Go through the records below and keep only the lines that contain the word "station", matching upper and lower case exactly. Copy each of those lines in full.
[start of RECORDS FOR THIS TASK]
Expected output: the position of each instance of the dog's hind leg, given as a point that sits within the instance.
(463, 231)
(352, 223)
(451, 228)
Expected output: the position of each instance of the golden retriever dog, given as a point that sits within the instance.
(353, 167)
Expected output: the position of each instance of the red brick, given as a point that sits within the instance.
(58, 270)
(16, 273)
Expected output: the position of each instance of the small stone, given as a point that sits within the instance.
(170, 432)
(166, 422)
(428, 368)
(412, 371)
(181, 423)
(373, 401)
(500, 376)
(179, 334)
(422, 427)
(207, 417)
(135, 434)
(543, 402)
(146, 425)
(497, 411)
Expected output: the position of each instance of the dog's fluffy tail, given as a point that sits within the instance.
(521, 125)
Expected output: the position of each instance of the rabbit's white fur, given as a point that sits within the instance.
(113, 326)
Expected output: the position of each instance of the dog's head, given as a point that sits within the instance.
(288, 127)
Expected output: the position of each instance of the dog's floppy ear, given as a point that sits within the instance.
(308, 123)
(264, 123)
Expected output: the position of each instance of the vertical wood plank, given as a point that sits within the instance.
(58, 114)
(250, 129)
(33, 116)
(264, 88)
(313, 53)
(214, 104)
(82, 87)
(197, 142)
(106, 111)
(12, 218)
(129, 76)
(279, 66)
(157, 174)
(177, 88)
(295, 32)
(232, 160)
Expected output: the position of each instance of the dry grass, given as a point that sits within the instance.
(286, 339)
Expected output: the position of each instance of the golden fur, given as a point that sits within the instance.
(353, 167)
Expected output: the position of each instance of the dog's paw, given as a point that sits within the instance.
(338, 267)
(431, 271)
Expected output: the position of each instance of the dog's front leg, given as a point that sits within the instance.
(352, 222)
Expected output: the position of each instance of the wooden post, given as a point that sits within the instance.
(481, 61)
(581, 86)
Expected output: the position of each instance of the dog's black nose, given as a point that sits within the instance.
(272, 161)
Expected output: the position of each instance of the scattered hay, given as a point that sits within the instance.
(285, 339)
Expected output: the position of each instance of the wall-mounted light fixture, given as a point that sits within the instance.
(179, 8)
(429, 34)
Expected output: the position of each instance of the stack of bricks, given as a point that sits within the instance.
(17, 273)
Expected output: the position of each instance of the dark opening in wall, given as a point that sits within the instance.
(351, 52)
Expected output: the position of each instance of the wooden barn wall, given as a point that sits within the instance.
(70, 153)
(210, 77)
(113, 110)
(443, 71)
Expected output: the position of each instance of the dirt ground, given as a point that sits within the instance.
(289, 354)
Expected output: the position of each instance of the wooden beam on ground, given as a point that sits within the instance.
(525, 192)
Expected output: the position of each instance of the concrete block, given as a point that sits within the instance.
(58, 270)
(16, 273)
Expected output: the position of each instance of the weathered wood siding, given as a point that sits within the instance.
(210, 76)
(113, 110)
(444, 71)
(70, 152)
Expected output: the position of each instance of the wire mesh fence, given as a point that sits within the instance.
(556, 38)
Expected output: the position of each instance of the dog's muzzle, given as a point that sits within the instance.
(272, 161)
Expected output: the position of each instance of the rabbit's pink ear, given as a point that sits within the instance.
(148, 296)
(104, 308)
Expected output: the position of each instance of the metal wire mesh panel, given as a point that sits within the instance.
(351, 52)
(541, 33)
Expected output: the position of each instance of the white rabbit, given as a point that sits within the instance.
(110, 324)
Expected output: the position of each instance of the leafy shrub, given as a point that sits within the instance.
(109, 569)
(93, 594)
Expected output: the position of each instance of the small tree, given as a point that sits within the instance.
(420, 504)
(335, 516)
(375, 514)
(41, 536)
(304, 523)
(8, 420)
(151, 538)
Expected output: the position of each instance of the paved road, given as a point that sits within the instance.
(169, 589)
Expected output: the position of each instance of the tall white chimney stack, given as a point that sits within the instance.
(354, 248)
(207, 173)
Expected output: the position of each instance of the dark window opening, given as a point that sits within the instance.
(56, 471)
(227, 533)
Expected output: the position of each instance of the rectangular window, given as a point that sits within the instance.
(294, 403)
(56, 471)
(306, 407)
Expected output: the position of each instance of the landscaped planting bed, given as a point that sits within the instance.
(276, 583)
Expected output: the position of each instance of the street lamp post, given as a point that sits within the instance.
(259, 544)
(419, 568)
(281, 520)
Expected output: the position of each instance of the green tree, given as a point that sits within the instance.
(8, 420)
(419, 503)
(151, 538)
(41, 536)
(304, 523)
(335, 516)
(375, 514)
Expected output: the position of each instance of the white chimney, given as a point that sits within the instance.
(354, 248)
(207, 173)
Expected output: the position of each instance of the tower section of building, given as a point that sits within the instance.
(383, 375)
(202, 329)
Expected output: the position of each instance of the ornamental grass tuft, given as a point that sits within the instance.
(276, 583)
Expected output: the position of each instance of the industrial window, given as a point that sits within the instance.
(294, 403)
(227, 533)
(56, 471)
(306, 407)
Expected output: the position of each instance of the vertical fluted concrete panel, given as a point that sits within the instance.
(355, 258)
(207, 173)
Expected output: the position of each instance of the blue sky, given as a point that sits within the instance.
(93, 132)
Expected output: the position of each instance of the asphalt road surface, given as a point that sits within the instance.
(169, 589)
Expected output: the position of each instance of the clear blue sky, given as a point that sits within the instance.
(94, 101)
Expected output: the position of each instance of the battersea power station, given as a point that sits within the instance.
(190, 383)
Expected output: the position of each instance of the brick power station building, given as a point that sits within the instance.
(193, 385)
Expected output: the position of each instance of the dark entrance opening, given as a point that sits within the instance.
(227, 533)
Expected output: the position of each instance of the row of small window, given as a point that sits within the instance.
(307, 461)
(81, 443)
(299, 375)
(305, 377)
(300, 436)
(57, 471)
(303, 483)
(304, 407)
[end of RECORDS FOR THIS TASK]
[start of RECORDS FOR THIS TASK]
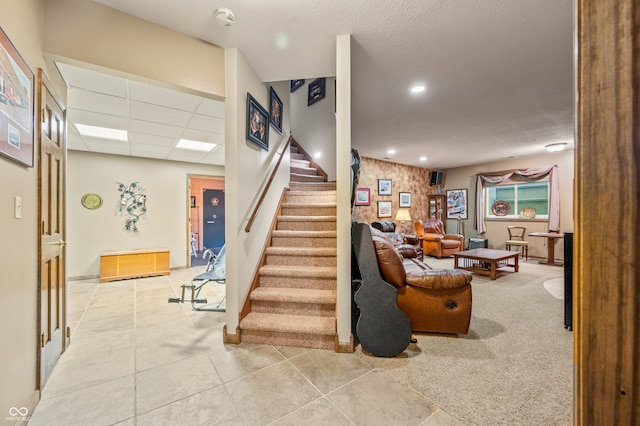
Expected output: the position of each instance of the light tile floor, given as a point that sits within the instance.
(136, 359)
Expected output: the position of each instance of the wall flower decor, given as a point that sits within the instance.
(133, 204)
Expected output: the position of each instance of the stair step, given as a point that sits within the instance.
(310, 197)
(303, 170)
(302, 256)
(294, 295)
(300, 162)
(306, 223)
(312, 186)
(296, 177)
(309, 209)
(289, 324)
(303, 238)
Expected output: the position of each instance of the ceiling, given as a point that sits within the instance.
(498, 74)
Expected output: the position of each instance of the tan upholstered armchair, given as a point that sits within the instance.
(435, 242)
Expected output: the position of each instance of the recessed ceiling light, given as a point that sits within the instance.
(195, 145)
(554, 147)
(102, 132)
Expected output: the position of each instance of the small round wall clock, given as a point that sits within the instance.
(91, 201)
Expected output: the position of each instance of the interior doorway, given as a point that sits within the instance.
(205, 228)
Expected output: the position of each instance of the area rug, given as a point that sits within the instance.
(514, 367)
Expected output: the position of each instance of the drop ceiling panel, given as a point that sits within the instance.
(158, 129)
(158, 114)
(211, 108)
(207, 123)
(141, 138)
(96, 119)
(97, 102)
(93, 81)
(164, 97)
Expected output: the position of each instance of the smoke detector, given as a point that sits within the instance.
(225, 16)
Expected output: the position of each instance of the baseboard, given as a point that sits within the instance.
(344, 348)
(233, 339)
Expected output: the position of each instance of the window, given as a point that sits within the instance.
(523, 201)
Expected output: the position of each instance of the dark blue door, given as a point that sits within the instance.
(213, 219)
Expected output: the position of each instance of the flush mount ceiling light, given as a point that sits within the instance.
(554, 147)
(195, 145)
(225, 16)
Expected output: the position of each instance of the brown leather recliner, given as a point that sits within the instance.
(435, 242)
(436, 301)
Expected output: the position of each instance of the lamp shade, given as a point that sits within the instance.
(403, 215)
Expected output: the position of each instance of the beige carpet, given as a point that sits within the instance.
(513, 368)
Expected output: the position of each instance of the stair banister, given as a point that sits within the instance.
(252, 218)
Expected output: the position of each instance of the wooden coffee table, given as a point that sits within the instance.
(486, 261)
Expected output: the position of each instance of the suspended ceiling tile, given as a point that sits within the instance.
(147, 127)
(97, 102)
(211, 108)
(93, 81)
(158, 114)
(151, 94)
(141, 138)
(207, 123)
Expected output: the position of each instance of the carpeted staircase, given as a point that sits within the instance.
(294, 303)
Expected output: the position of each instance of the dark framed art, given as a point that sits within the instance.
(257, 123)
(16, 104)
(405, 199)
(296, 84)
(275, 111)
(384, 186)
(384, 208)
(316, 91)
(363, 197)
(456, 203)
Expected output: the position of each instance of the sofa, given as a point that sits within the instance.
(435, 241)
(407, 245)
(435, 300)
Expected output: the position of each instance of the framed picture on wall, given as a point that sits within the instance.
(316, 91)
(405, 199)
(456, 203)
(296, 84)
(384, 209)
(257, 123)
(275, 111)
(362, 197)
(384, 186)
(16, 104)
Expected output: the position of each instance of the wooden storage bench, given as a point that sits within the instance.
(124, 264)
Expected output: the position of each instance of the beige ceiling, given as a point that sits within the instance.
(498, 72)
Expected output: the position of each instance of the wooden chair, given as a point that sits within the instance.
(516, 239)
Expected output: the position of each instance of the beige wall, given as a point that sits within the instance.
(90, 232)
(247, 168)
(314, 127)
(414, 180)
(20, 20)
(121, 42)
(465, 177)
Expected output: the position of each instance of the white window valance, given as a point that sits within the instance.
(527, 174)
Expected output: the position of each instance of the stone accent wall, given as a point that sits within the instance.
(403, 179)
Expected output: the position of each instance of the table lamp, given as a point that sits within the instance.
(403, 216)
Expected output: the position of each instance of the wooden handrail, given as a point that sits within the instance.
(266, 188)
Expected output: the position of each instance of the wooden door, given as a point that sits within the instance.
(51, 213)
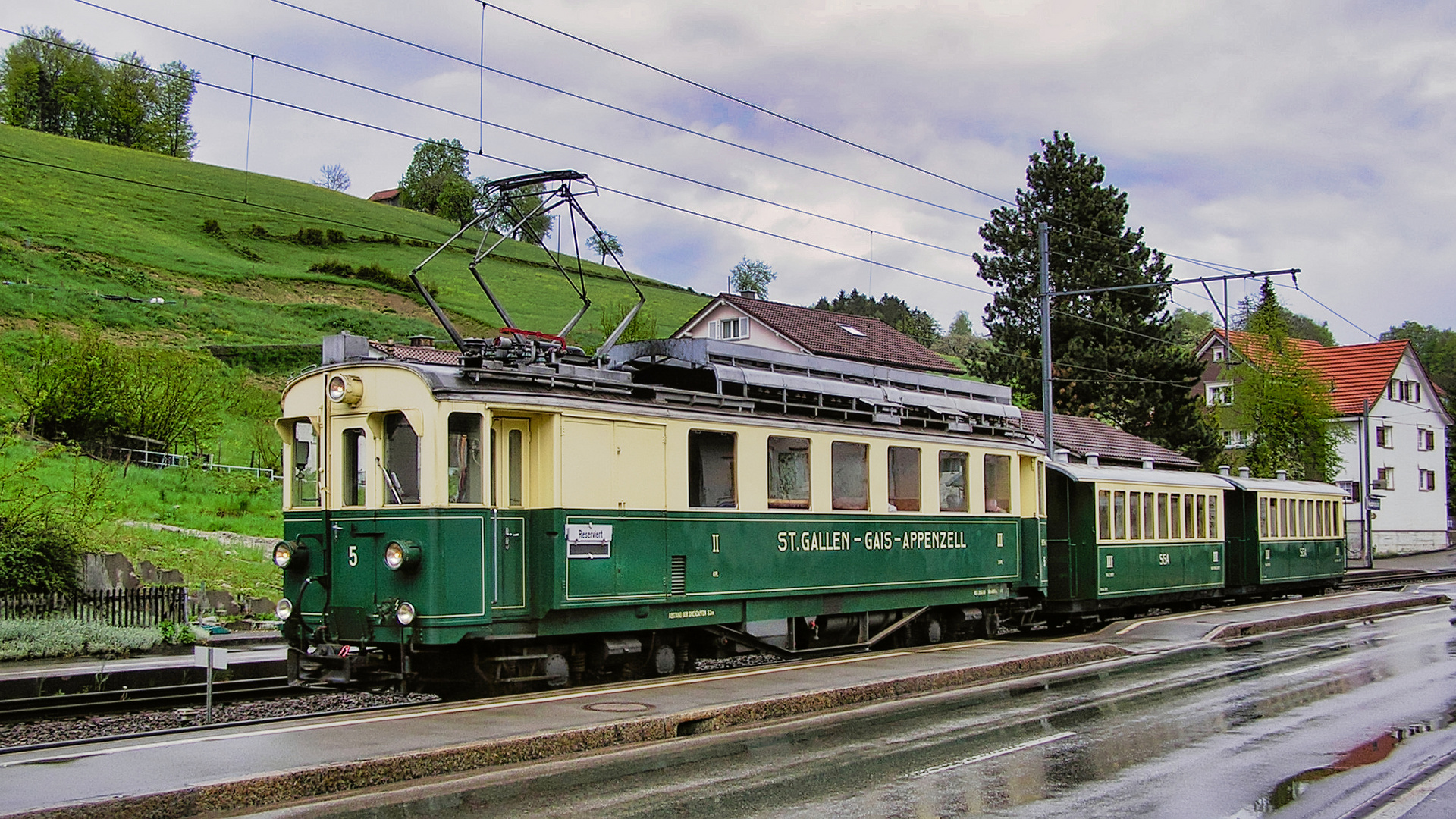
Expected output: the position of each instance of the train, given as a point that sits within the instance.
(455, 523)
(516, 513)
[end of RECORDS FOR THIS TASK]
COMPLETE OUTPUT:
Expected output: the position of each instance of the battersea power station, given as a point that sits within the instance.
Expected output: the position of each instance of the brick power station building, given as a point that sits within the instance.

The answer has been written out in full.